====== Data to process ======

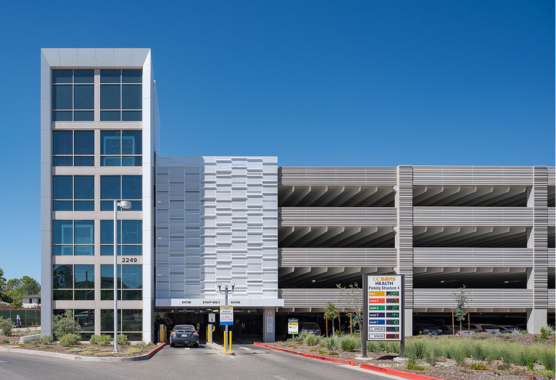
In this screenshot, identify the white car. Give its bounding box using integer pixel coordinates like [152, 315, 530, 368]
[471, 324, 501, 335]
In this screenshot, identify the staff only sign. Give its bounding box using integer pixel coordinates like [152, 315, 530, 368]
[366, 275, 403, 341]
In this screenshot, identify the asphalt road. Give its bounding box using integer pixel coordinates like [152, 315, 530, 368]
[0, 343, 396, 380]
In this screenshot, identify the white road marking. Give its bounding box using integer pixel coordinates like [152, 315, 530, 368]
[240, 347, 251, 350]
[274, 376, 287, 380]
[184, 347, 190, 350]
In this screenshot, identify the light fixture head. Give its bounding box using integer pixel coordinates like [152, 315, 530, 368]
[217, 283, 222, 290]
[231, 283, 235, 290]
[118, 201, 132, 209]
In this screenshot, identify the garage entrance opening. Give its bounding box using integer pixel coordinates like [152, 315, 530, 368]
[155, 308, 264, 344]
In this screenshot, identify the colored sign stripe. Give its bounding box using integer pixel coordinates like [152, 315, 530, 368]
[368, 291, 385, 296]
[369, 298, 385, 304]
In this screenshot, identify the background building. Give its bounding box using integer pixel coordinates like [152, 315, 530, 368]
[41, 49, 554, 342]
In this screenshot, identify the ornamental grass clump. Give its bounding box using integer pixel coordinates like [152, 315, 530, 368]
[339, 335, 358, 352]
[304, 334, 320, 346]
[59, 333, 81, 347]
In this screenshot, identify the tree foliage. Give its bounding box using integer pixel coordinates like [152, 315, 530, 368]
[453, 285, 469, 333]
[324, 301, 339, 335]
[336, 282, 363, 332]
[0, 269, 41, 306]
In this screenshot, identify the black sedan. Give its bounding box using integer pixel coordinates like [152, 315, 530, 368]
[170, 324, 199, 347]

======

Work request: Taking each record in turn, retype it exactly and drop any picture.

Output:
In this screenshot, identify the white car. Give its bounding box using integer pixel coordinates like [152, 315, 530, 368]
[471, 324, 501, 335]
In this screenshot, identify the staff only sign. Give its bounding box using integer pixel coordinates like [152, 315, 530, 368]
[366, 275, 403, 341]
In this screenshot, identify the asphalt road. Give its bounding box using integer pixel coordinates like [152, 315, 530, 368]
[0, 343, 396, 380]
In this screenshot, identify the white road marking. Give its bounding box using integer pixel coordinates like [152, 315, 530, 368]
[240, 347, 251, 350]
[274, 376, 287, 380]
[184, 347, 190, 350]
In this screenshot, identify the light fixture head. Give its bounding box using integer pixel coordinates like [152, 315, 530, 368]
[217, 283, 222, 290]
[231, 283, 235, 290]
[118, 201, 132, 209]
In this screenshot, identify the garage entrance opening. Give its bounding box using integer pixel coordinates like [152, 315, 530, 368]
[155, 308, 264, 344]
In this screenshot, identify the colored sign stripe. Give its bounding box using integer pixel coordinates like [152, 315, 530, 368]
[368, 291, 385, 296]
[369, 298, 385, 304]
In this screenshot, identify the background building. Give its bounding box using integer pixel coordinates like [152, 315, 530, 368]
[41, 49, 554, 342]
In this screenshot, identify the ornamental grass clump. Give its bounding box using integer pixel coordinates like [152, 315, 530, 368]
[339, 335, 358, 352]
[304, 334, 320, 346]
[59, 333, 81, 347]
In this screenshot, identify the tree foliage. Give its bounding box using integer pixel coordinates like [152, 315, 530, 368]
[453, 285, 469, 333]
[324, 301, 339, 335]
[336, 282, 363, 332]
[0, 269, 41, 306]
In this screenshot, identify the black sedan. Give its bounding box using integer pixel coordinates like [152, 315, 530, 368]
[170, 324, 199, 347]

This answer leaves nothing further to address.